__YOUR INSTRUCTIONS__. Print the listing below word for word, from the line with "of the brass" through the last line of the listing, including both ends and nothing else.

'''

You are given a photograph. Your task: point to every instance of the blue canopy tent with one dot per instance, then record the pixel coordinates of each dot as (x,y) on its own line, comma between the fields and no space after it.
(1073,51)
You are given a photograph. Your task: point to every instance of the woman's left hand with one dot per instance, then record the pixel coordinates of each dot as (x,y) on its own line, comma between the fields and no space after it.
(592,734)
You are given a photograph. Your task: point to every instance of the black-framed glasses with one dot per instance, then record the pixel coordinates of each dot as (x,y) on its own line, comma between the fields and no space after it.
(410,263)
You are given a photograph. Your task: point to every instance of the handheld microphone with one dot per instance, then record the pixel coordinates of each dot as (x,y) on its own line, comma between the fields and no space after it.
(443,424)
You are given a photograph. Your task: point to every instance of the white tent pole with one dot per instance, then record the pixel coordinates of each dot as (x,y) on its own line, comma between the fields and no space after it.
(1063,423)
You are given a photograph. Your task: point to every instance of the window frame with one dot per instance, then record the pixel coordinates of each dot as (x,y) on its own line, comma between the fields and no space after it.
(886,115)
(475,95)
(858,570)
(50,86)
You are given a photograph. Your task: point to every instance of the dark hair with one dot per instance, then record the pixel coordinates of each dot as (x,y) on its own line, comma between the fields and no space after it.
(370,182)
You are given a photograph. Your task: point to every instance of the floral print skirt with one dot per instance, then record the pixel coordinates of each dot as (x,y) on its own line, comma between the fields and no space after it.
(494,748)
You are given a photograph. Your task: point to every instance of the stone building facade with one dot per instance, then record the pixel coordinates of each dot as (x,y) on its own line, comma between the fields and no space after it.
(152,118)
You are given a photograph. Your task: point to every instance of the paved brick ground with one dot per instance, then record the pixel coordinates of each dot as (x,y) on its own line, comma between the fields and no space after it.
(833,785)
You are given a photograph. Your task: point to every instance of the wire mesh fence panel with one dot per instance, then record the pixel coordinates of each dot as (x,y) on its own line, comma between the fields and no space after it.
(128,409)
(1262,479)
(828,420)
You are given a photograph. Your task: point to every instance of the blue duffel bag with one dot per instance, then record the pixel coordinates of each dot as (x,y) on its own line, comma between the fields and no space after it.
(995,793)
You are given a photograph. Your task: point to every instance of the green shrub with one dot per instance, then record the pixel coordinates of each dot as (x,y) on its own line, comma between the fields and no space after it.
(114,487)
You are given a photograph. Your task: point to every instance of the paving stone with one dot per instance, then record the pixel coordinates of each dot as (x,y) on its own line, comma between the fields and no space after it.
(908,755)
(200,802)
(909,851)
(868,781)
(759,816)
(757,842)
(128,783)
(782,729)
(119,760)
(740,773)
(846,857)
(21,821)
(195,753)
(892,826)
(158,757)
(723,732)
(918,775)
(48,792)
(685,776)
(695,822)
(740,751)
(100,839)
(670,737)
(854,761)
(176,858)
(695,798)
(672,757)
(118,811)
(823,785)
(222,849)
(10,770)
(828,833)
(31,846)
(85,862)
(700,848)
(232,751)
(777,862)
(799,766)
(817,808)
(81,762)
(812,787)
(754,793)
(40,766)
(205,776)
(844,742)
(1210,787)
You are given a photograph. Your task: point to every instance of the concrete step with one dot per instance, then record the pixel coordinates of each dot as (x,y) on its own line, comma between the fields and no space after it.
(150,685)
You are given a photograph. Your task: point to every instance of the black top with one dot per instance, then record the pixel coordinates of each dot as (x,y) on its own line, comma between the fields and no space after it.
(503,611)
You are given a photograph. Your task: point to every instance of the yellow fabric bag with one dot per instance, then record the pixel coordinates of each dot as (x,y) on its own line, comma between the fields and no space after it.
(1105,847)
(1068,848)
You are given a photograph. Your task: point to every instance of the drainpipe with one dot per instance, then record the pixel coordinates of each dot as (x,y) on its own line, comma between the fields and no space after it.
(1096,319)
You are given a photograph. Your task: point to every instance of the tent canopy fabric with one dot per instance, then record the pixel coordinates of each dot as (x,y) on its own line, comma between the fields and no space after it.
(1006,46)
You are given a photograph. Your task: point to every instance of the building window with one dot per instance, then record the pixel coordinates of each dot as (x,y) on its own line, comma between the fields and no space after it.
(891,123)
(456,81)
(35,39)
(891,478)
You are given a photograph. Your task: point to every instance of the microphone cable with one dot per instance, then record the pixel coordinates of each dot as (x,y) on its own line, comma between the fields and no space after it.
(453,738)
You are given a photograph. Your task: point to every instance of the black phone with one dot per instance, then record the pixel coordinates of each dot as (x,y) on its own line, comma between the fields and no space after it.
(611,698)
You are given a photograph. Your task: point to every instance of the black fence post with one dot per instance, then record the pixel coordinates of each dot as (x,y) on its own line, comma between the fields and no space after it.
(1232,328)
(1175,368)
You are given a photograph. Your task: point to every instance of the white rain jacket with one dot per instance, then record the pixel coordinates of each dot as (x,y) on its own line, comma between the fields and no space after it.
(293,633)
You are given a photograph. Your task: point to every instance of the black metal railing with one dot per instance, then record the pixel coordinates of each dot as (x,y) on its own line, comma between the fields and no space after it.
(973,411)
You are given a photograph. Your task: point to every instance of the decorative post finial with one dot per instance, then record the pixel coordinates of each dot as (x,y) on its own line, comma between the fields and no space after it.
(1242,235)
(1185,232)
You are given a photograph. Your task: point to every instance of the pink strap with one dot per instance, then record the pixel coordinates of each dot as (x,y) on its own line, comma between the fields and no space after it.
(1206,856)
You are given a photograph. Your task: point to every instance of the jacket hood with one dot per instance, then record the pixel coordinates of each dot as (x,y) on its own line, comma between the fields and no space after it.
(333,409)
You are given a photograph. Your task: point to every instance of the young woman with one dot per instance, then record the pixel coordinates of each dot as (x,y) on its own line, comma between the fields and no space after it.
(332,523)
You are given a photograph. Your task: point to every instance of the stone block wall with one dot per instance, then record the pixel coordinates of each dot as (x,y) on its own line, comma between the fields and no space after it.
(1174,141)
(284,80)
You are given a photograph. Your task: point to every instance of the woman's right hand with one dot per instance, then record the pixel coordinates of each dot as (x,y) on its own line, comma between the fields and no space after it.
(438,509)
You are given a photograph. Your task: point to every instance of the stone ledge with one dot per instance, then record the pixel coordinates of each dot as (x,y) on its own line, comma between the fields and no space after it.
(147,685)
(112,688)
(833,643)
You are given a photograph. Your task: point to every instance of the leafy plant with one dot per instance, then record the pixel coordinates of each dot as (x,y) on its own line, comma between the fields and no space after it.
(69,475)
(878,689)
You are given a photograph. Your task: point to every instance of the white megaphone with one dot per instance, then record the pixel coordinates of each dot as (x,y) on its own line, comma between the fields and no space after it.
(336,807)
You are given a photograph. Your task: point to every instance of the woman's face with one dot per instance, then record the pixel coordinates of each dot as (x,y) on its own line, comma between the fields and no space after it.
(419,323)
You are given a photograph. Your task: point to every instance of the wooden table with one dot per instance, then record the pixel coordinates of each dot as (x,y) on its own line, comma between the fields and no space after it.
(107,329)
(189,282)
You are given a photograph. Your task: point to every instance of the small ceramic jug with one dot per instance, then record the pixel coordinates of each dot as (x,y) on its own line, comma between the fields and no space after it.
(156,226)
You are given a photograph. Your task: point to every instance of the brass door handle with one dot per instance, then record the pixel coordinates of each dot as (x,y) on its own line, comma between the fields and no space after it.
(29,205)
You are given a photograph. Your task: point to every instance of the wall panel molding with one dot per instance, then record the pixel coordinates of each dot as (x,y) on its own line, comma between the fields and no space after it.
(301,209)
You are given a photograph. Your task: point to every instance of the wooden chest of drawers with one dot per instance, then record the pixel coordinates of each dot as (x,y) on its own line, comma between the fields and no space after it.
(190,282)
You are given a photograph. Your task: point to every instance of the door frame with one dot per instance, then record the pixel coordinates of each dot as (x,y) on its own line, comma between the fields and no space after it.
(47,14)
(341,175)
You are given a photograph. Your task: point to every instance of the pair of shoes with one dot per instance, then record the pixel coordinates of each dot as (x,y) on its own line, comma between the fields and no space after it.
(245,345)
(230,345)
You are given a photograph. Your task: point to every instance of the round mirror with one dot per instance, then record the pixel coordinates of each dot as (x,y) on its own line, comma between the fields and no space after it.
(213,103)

'''

__RESULT FOR THIS TASK__.
You are given a photograph. Your task: point to every instance of the brass door handle with one dot per instance, then record the pixel coordinates of each dot as (x,y) on its own line, comma between the fields and no space after it.
(29,205)
You are given a photograph. Your task: point to every instance of the wall panel molding with one dot per instance, then record the pixel coordinates of each dot as (x,y) on its own line, comma between the fields and no space after it.
(301,209)
You are given a photograph. Your task: point to every instance of the wooden chest of drawers with one dot per instance, then record the pixel coordinates of each dot as (x,y) on its own line, comma between the fields and no space after it.
(190,282)
You are given a photograph. Your task: point to every instance of the door frame with one dot per instance, then record the pixel coordinates of each dot as (x,y) on its own line, comma between the fields and no space after it.
(47,14)
(341,175)
You are given a photograph. Your task: point to every instance of the pair of shoes with one dot per instance, then record the pixel coordinates of each dot as (x,y) on its own line, comma between the fields and no space after it.
(245,345)
(230,345)
You are given a photograph. Your task: point to every instance of the round mirror with one dot per instance, then record the pixel coordinates of each dot as (x,y) on its own line, comma between the fields and no space after it.
(213,103)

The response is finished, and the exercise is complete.